» **DATASET ENTRIES**

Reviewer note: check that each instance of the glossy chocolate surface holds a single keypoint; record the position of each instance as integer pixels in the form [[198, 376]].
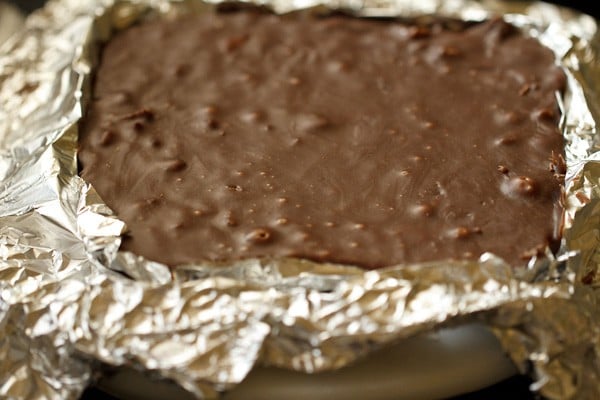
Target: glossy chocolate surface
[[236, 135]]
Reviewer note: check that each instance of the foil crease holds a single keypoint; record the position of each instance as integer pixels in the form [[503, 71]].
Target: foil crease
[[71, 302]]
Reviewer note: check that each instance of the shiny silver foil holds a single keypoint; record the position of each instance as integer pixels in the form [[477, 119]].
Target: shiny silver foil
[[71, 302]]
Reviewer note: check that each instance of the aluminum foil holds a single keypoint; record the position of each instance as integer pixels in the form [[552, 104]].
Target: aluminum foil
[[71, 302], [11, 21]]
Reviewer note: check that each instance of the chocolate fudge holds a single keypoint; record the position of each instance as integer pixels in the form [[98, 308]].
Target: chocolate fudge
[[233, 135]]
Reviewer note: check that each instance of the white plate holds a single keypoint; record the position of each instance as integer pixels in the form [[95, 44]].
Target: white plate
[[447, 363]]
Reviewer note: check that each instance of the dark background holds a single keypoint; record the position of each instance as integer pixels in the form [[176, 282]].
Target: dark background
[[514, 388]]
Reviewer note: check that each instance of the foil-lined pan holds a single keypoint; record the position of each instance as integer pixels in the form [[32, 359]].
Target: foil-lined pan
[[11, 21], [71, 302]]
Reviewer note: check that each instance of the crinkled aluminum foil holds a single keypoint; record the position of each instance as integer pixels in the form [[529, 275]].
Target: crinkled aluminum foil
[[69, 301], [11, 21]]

» **EXERCISE**
Please transcribe all of the entries word for word, with the pictures left out.

» **ANSWER SPACE**
Reviewer note: check that each instance of the glossy chocolate surface holds a single keypoint; record the position of each instance as integer pixels in the form [[198, 376]].
Target: glossy chocolate surface
[[236, 135]]
Reviewer note: check that each instance of the foil crease holds a single keypoint; record the position of each instance as integer pixels in the form [[503, 71]].
Target: foil crease
[[71, 302]]
Reviewer note: check that each instance of the shiny silver foil holds a single keypoint; record the position of each instance as integer pixels in the form [[477, 119]].
Target: shiny silver foil
[[71, 302]]
Reviewer note: check that each instance of the aluminum foil holds a single keypoint; record the position of each instance as integer pixels in the form [[552, 104]].
Target: aluminum foil
[[71, 302], [11, 21]]
Reviewer note: check that each instance of the chocolate fudge holds a single keypoint; record the position of each instance as integer pixels in the form [[98, 308]].
Target: chocolate fudge
[[233, 135]]
Reviewer note: check that each instance of the white plate holds a single keypoint; record the position of each instance as integer pixels in the form [[95, 44]].
Target: white plate
[[447, 363]]
Reviewer note: check that each instance of the dark background holds a single keypoint; record the position of each instance as integer pixels in the form [[176, 282]].
Target: dark background
[[514, 388]]
Reviewer note: check that each instance of the foil-lined pan holds a single keypoint; record the position of each instance as integer pixels in the form [[32, 359]].
Target: foil-lined pan
[[11, 21], [71, 302]]
Reviewer note: check that each instance of the crinkled aluminum foil holds a single keypoint; record the position of each instance as integer pixels in the form [[529, 275]].
Target: crinkled aluminum foil
[[69, 301], [11, 21]]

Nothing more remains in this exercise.